══ Records to process ══

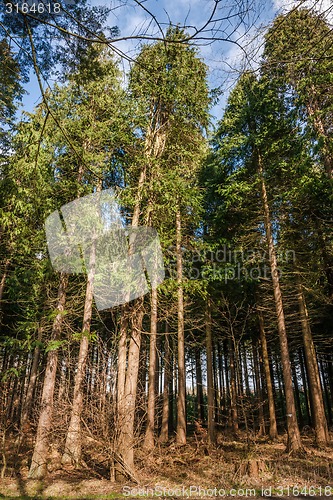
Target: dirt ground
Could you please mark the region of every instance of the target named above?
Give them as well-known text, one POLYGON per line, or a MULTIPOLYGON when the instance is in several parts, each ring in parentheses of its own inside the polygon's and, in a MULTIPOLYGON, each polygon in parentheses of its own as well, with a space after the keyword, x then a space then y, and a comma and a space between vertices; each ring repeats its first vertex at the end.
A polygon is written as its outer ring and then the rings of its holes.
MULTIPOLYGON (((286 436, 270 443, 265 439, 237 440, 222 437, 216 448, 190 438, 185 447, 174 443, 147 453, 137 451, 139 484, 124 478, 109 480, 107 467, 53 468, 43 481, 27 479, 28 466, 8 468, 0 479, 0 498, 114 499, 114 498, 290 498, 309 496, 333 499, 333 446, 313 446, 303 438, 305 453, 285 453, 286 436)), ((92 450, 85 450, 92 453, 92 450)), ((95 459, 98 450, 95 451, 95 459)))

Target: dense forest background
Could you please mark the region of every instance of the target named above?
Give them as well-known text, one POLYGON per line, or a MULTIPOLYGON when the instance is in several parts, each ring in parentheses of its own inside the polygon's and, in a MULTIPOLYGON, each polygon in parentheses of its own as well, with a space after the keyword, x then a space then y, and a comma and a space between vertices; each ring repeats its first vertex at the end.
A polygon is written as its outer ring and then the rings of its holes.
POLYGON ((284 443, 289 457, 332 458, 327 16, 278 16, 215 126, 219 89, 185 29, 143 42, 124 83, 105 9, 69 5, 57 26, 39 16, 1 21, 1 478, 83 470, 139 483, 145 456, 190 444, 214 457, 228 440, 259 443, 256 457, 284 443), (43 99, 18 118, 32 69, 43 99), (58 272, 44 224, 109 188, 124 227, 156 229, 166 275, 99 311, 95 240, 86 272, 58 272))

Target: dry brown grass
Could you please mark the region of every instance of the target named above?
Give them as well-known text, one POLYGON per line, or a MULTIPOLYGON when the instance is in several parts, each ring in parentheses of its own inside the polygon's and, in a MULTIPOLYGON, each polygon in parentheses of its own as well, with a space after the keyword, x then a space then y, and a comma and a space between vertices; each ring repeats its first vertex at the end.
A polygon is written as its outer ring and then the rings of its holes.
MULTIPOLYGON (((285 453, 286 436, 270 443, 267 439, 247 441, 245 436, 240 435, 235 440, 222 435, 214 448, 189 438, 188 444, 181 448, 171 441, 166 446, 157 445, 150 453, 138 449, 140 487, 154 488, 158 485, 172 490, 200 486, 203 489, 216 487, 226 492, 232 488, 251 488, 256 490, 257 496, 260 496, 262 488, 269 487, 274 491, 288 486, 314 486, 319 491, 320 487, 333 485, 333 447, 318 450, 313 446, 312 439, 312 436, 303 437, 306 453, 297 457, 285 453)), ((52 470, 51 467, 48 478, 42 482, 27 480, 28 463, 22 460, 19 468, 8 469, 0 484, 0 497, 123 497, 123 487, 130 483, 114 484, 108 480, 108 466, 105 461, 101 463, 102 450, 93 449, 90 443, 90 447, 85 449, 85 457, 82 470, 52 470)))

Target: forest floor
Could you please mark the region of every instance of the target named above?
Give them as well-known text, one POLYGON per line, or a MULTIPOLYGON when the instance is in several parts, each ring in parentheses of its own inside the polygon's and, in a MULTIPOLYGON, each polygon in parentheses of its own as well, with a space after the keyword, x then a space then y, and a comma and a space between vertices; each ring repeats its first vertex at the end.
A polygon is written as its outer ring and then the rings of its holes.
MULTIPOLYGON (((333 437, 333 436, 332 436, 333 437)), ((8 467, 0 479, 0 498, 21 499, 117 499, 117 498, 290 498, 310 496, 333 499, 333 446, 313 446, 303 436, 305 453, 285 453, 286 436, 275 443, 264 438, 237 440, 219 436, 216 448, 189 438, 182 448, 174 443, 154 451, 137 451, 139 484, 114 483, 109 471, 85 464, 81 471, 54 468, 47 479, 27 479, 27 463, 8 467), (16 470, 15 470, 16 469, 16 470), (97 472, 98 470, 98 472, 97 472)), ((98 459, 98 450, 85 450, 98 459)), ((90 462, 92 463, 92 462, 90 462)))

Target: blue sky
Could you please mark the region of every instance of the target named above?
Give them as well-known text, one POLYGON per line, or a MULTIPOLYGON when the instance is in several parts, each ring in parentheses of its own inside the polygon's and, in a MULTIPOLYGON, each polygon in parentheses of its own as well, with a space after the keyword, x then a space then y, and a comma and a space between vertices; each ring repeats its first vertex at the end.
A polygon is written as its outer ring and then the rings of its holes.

═══

Tally the lines above that hold "forest" and write the result as a lone number.

■ Response to the exercise ■
2